[[ Records for the exercise open ]]

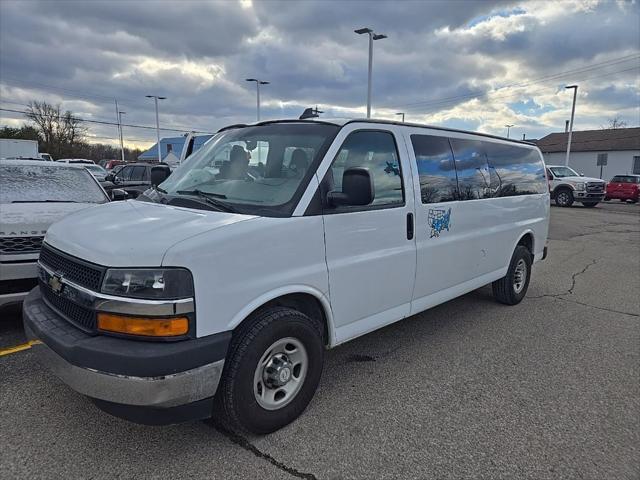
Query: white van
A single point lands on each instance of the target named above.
(273, 242)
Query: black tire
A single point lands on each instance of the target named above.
(235, 397)
(504, 290)
(564, 197)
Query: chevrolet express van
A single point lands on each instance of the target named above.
(220, 289)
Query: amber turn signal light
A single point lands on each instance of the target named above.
(149, 327)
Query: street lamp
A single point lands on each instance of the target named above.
(573, 111)
(508, 127)
(120, 113)
(258, 83)
(372, 36)
(156, 98)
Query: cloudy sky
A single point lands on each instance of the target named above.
(477, 65)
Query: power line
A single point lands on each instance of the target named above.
(594, 66)
(105, 122)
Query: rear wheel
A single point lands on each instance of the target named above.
(512, 288)
(272, 370)
(564, 197)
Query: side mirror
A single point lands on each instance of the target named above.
(118, 194)
(159, 174)
(357, 188)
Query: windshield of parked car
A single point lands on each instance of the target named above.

[[ Records for the exercise closed ]]

▸ Exercise objective: Drop every picture from the data, then output all the rest exactly.

▸ Reply to the exercise:
Query: white van
A single point lands on each instance of the target named above.
(273, 242)
Query: black tire
A single point lands on each instance of the target named above.
(235, 397)
(504, 290)
(564, 197)
Query: chevrolet express van
A single point lands on each instance of the target named above.
(220, 289)
Query: amber turn signal light
A single point lands on each instance of the target named above.
(149, 327)
Query: street lamp
A single point lands on each instance of the target named above.
(573, 111)
(508, 127)
(120, 113)
(258, 83)
(372, 36)
(156, 98)
Query: cloudy sky
A single point lands on each instance of the target named above.
(477, 65)
Query: power line
A single point lands on each instance of the target named above.
(594, 66)
(105, 122)
Query: rear wheel
A single point lands on each instance of the target named above.
(512, 288)
(272, 370)
(564, 197)
Query: side mirror
A single point lands on each instance of the target named above.
(118, 194)
(159, 174)
(357, 188)
Query: windshield of parked car
A single point lands on each instance of the target named above.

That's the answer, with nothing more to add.